| Source passage |
☆ ☆ ☆ ☆

Has anyone heard of the story of the moth? – particularly, Rizal’s reflection on the story of the moth, as he watched two moths flying in the light of a coconut-oil-lit lamp. Rizal at the time was a young boy and had been attempting to read out loud a story to his mother from a book that was in Spanish, and was clearly becoming quite disinterested in it. So, his mother decided to read him another story from the book, translating it into Tagalog. It about the importance for moths to not get too close to the flame in case they be burned. With his mother’s warning voice in the background, Rizal reflects that, “it is a curious thing that the light seemed to me each time more beautiful, the flame more attractive … [The moths] frolicked so joyously in its enchanting splendour that the ones which had fallen and been drowned in the oil did not cause me any dread.” When one of the two insects’ wings get burned by the flame, and it falls into the coconut oil, “fluttering for a time,” then drowning, Rizal recalls how, “A curious change came over me which I have always noticed in myself… [The moth] had died a martyr to its illusions … I knew why the moths circled the flame.”

Rizal left the Philippines after one of his final years of medical school and completed his education halfway around the world. Although he had started out at Ateneo in law school, when his mother’s eyesight started failing, he decided to attend med school at the University of Santo Tomas and then subsequently he went to Spain, without his parents’ knowledge or consent, ultimately receiving further specialization there, as well as in Paris, France and Heidelberg, Germany. He returned to the Philippines to treat his mother, and, despite the imminent dangers, to also participate in the Philippine Revolution. He believed in the freedom of the Philippine people; he remembered why the moths circled the flame.

My message to you is that you don’t have to be an “artist” to do what Rizal did. You don’t have to be an artist to embody those values and those ideals. The search for truth, a fearless search that is most important because with enlightenment, you won’t be kept in the dark. Immerse, explore your roots, and be unafraid. Art is having the courage and bravery to put a light on things hidden.

☆ ☆ ☆ ☆

| Instructions |
- 1) In the passage about Rizal and the moth, which language did Rizal's mother translate the story into when she read it to him?
- 2) Continue the passage about Rizal and the moth, starting after its last sentence.

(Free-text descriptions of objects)
☆ ☆ ☆ ☆

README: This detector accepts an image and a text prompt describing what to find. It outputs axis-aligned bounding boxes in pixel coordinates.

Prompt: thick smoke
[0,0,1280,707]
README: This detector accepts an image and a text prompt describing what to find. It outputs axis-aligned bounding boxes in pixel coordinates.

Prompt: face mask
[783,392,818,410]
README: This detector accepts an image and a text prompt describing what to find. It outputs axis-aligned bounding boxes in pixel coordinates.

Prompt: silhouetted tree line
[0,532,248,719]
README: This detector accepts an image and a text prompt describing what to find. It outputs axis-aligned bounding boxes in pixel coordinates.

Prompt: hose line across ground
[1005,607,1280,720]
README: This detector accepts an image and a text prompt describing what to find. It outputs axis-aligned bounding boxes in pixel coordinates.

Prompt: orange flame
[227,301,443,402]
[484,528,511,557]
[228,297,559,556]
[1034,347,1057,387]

☆ ☆ ☆ ☆

| Exercise answers |
- 1) Tagalog.

- 2)
I’d like to conclude with a quote by a young Filipina woman who herself was anti-colonial. I am choosing to end with a quote by a young woman as opposed to Rizal because I want to highlight that Rizal inspired both men and women alike to love their country so fiercely. In the late 1800s, 20 young Filipina women rallied and campaigned the local Spanish authorities and clergy to be able to attend night school. They were successful, even so far as to demand that they have a Filipina female teacher instead of a Spanish male clergyman. Rizal wrote a congratulatory letter, Sa Mga Kababaihang Taga Malolos: “Now that you’ve responded to our first appeal in the interest of the welfare of the people… you have set an example to those who… long to have their eyes opened and be delivered from servitude… because we have you for our allies and are confident of victory.” Rizal would have been a supporter of the feminist movement.

The young Filipina woman who I will quote founded the Malayang Kilusan ng Bagong Kalabaihan (or MAKIBAKA), which is the precursor organization of the GABRIELA Women’s Party. Her name is Lorena Barros.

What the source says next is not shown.